→ **Your objective**
Would you print the records below from the first line through the line containing "Target: skirt pleat", skipping the pictures?

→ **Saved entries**
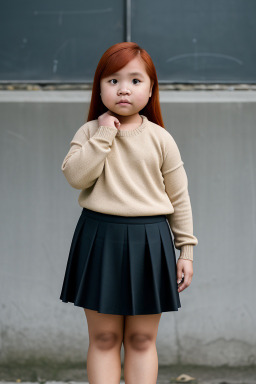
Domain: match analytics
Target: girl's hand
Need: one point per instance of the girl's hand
(184, 267)
(107, 119)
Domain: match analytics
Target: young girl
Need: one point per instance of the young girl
(134, 193)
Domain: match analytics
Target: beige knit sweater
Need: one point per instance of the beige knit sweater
(136, 172)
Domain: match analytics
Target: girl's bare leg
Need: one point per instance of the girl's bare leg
(104, 352)
(140, 359)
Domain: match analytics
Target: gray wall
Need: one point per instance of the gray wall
(216, 134)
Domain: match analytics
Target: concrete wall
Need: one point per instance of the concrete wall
(216, 134)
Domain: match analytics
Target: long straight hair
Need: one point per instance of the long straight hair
(115, 58)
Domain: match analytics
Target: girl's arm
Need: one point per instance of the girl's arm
(176, 186)
(85, 160)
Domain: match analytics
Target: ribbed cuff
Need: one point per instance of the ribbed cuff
(186, 252)
(106, 132)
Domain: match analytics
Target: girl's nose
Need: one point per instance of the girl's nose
(124, 91)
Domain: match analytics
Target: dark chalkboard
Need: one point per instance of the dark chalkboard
(61, 41)
(211, 41)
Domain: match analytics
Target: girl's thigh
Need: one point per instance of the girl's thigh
(141, 330)
(103, 326)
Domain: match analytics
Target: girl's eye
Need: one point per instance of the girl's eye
(116, 80)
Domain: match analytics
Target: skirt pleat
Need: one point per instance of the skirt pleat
(121, 265)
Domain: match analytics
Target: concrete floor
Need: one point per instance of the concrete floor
(167, 374)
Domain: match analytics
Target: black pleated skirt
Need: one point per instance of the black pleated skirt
(121, 265)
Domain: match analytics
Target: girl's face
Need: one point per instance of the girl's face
(132, 84)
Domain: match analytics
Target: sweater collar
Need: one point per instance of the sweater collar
(135, 131)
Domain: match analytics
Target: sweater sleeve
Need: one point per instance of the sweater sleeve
(85, 159)
(176, 186)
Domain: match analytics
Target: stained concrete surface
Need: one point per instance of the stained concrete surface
(67, 373)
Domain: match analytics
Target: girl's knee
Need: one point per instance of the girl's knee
(106, 340)
(139, 341)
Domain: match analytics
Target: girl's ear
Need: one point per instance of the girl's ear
(150, 93)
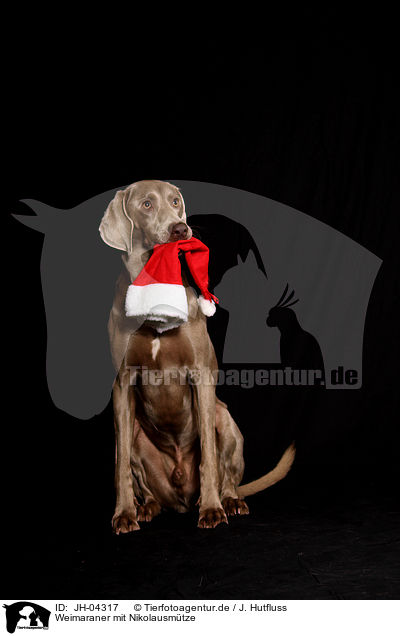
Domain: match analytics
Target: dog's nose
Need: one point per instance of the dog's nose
(179, 232)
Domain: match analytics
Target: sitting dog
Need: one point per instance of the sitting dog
(176, 442)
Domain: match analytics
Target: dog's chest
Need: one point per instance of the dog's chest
(160, 352)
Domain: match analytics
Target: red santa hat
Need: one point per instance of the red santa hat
(158, 295)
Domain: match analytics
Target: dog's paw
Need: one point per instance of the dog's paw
(211, 517)
(235, 506)
(125, 522)
(148, 511)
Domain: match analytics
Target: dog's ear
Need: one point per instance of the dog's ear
(116, 227)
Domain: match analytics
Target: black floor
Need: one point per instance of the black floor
(306, 538)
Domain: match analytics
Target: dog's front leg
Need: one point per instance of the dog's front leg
(211, 511)
(125, 517)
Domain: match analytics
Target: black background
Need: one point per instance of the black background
(297, 107)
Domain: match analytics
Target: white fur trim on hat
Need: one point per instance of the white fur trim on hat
(158, 301)
(206, 306)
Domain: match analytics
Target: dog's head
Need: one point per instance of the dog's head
(150, 212)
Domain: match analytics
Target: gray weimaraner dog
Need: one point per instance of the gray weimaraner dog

→ **Expected output**
Domain: match analytics
Target: girl's hand
Need: one point per instance of the girl's hand
(184, 267)
(107, 119)
Domain: match analytics
Target: young girl
Need: one point per instance of the young girl
(134, 193)
Domain: match analytics
Target: beige knit sweater
Need: one point per instance of the beige knit sweater
(136, 172)
Domain: match analytics
Target: girl's bare leg
Need: one point per instance of the girl's bare leg
(104, 352)
(140, 359)
Domain: match analytics
Target: gray wall
Need: one point per instance of the gray wall
(216, 134)
Domain: match analytics
Target: concrete wall
Need: one point per instance of the concrete wall
(216, 134)
Domain: match analytics
Target: long straight hair
Need: one point per instance of the long straight hair
(115, 58)
Domain: match analytics
Target: girl's arm
Need: one point per instance of the girl's arm
(176, 186)
(85, 160)
Domain: match analytics
Target: ribbed cuff
Need: one point per instance of the ribbed cuff
(186, 252)
(106, 132)
Domain: match analytics
Target: girl's nose
Need: one point per instance of the girl's nose
(124, 91)
Domain: match analytics
Target: dark chalkboard
Need: one point per instance of the dark chalkboard
(61, 41)
(211, 41)
Domain: match analytics
Target: girl's thigh
Need: one point per instance of the girl's thigh
(141, 330)
(103, 326)
Domain: match analytics
Target: girl's eye
Need: one point per instance of the girl's eye
(116, 80)
Domain: match analytics
Target: skirt pleat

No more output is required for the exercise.